─── Provided data ───

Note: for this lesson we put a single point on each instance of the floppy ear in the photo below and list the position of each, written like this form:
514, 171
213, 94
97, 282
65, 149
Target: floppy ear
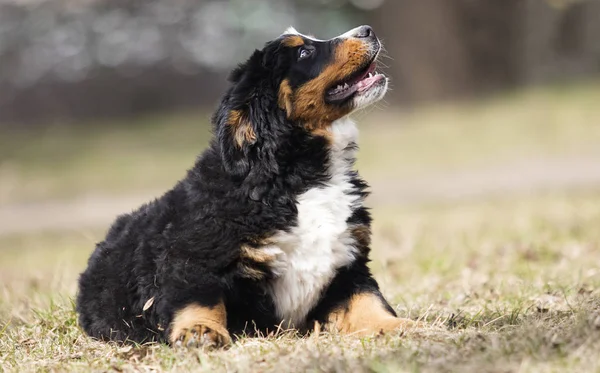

───

-- Your objective --
Which lines of the listing contain the string "floppy"? Copy out each one, counting only matches with the same case.

-- Reply --
Note: for this lesson we put a single point on each instance of the floppy ear in the photo below and list the position of each, written like this form:
Target: floppy ear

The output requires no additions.